TRY IT: Leave the pictures out. Return all other data exactly.

DATA IN THIS EXERCISE:
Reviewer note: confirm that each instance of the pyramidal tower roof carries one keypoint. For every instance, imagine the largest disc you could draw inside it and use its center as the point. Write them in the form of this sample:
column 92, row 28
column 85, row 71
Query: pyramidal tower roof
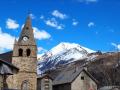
column 27, row 36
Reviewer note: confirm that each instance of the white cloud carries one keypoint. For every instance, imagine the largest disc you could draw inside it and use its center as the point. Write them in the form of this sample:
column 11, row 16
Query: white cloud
column 117, row 46
column 91, row 24
column 32, row 16
column 41, row 50
column 88, row 1
column 75, row 23
column 41, row 17
column 53, row 23
column 58, row 14
column 40, row 34
column 11, row 24
column 6, row 41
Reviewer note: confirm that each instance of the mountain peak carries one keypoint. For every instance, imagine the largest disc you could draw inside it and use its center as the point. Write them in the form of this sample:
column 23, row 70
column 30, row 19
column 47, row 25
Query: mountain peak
column 63, row 53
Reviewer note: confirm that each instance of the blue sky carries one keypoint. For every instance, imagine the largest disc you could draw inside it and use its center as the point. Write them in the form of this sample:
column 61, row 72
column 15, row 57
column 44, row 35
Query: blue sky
column 94, row 24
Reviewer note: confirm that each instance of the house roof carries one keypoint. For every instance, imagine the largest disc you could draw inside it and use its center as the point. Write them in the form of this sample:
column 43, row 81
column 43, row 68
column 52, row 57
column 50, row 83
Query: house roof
column 43, row 76
column 69, row 75
column 7, row 68
column 7, row 57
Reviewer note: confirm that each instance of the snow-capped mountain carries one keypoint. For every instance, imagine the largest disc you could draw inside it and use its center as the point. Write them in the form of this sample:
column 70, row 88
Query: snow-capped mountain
column 63, row 53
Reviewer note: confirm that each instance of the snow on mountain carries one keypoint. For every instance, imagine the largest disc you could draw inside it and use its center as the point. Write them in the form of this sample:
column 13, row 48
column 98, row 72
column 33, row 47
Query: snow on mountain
column 62, row 54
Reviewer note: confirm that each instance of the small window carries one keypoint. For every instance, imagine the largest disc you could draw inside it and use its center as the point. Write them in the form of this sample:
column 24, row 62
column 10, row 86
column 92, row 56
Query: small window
column 20, row 52
column 25, row 85
column 27, row 28
column 82, row 77
column 28, row 52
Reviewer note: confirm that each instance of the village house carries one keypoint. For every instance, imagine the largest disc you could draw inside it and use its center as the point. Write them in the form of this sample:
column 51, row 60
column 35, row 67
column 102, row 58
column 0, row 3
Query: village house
column 44, row 82
column 6, row 69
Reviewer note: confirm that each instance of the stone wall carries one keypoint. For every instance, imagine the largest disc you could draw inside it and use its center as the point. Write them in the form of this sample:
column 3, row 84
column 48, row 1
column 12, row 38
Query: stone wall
column 83, row 82
column 27, row 73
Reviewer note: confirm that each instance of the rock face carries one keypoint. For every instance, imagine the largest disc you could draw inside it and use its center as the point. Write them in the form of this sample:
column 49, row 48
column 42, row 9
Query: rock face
column 63, row 53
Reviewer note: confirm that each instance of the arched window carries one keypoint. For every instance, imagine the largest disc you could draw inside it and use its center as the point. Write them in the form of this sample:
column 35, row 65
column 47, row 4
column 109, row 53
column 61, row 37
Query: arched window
column 25, row 85
column 28, row 51
column 20, row 52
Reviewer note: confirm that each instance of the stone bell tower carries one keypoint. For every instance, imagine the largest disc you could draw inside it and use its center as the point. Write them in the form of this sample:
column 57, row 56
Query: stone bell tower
column 25, row 58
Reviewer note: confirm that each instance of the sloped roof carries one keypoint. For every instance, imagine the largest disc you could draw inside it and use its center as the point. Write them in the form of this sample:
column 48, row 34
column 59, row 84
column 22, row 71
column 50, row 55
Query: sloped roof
column 7, row 57
column 69, row 75
column 6, row 63
column 7, row 68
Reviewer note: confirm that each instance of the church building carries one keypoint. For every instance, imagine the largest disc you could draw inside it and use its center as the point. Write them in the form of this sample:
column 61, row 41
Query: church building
column 24, row 57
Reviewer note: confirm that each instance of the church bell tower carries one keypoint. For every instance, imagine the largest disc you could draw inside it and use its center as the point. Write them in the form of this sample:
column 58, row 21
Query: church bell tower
column 25, row 58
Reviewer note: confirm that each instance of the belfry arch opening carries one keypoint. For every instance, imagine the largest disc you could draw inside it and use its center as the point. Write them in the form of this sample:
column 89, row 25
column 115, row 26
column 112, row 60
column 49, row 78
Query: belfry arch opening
column 20, row 52
column 28, row 52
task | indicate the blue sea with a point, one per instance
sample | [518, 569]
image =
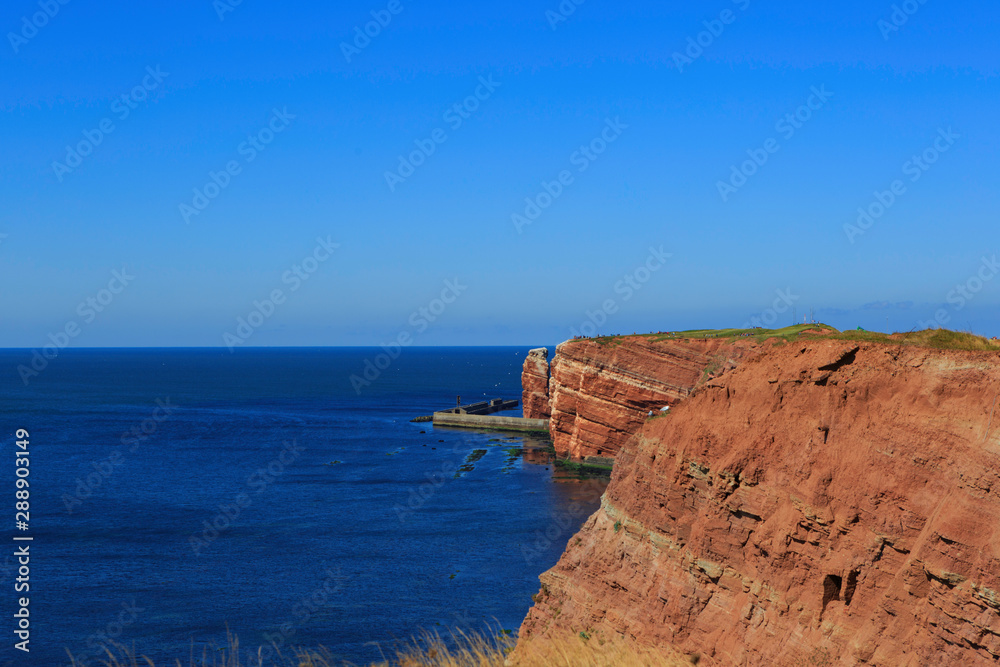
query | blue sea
[177, 495]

FINAL ANSWER:
Reviewer note: confirm that each instance of the pyramidal tower roof carries one keypoint. For every instance, imagine the largest disc you could draw inside it and use its center as the point. Write them in the form of this sample:
column 92, row 28
column 85, row 71
Query: pyramidal tower roof
column 27, row 36
Reviewer note: confirm that each instance of the white cloud carries one keypoint. For every instance, imagine the largest disc you could draw inside it and use its center as the point. Write them in the form of this sample:
column 11, row 16
Query: white cloud
column 117, row 46
column 91, row 24
column 32, row 16
column 41, row 50
column 88, row 1
column 75, row 23
column 41, row 17
column 53, row 23
column 58, row 14
column 40, row 34
column 11, row 24
column 6, row 41
Reviewer note: confirm that each instance of the mountain peak carries one keypoint. For every instance, imagine the largest disc you could draw inside it and use its center as the point. Write them in the form of this sample:
column 23, row 70
column 30, row 19
column 47, row 25
Query: mountain peak
column 63, row 53
Reviewer note: confirm that each instance of the blue sky carries one keypoint. For every instance, imagine the largest disc you could draw inside it and use its center as the point. Write them in the form of this sample:
column 61, row 72
column 15, row 57
column 44, row 35
Query: blue sky
column 94, row 24
Reviewer note: confirm that each instance of the house roof carries one keypoint. For every instance, imagine the largest disc you could draw inside it and use its center as the point. Write them in the form of this sample:
column 43, row 81
column 43, row 68
column 52, row 57
column 50, row 83
Query: house roof
column 43, row 76
column 69, row 75
column 7, row 68
column 7, row 57
Reviewer note: confirm that each instance of the snow-capped mountain carries one keypoint. For every instance, imagine the largest disc you could draw inside it and use its center as the point. Write them in the form of this sample:
column 70, row 88
Query: snow-capped mountain
column 63, row 53
Reviewer note: confirm that each instance of the snow on mountain carries one keypoint. For every instance, imagine the largest disc you could draw inside it and use its center as the point. Write them in the form of this sample:
column 13, row 48
column 98, row 72
column 33, row 47
Query: snow on mountain
column 62, row 54
Reviewer note: confirm that each instance of the small window carries one keypoint. For every instance, imagine the largest disc you could draw inside it and use its center as the point. Write them in the form of this sample:
column 24, row 62
column 10, row 86
column 92, row 56
Query: small window
column 20, row 52
column 25, row 85
column 27, row 28
column 82, row 77
column 28, row 52
Reviewer note: confirm that each instance of the village house carries one keypoint. For every instance, imagine the largest disc you could draw inside it and use its center as the point. Write them in the form of this sample:
column 51, row 60
column 35, row 67
column 102, row 58
column 0, row 3
Query: village house
column 44, row 82
column 6, row 69
Reviewer note: confirm that each instance of the stone wall carries one keypoint. For every instance, imagine the largest disc you could draw inside it and use its center as the point. Write them in the form of this sample:
column 3, row 84
column 48, row 1
column 12, row 38
Query: stone wall
column 83, row 82
column 27, row 73
Reviewer note: confirm that each instance of the rock face carries one keypoint. For every instance, imagine the largest disc you could draw inside it and use its center as the point. Write them in the form of this sample:
column 49, row 48
column 42, row 9
Query: rock face
column 63, row 53
Reviewer note: confirm that each instance of the arched window carries one keypoint. For every instance, imagine the largest disc you could draw inside it and use its center as the point. Write them in the form of this sample:
column 35, row 65
column 47, row 4
column 109, row 53
column 61, row 37
Query: arched window
column 25, row 85
column 28, row 51
column 20, row 52
Reviewer note: confirm that each instance of the stone bell tower carries one keypoint. For every instance, imagine the largest disc you could draw inside it and use its center as the point. Write them in the form of this sample:
column 57, row 56
Query: stone bell tower
column 25, row 58
Reviewer note: confirm that each instance of the sloped roof carries one keypoint. For every instance, imagine the largest disc you could draw inside it and use its center as the point. Write them in the form of this sample:
column 48, row 34
column 59, row 84
column 22, row 71
column 50, row 55
Query: sloped roof
column 7, row 57
column 69, row 75
column 6, row 63
column 7, row 68
Reviewer note: confirm that each instance of the church building carries one keypoint. For every instance, imagine the largest disc you could draw inside it and use its center as the point. Write them in the form of this sample:
column 61, row 41
Query: church building
column 24, row 57
Reviewer note: confirm that each instance of the church bell tower carries one keypoint. For every instance, imagine the largest disc you could draw inside it and use its center as the point. Write them in the form of this sample:
column 58, row 21
Query: church bell tower
column 25, row 58
Reviewer note: confirm that each instance of the belfry arch opening carries one keypoint. For every instance, imagine the largest disc you could draw inside it and use its center as the point. Write them in the form of this sample:
column 89, row 25
column 115, row 26
column 112, row 60
column 49, row 78
Query: belfry arch opening
column 20, row 52
column 28, row 52
task | indicate the blue sea with a point, one per instance
sample | [518, 569]
image =
query | blue sea
[177, 495]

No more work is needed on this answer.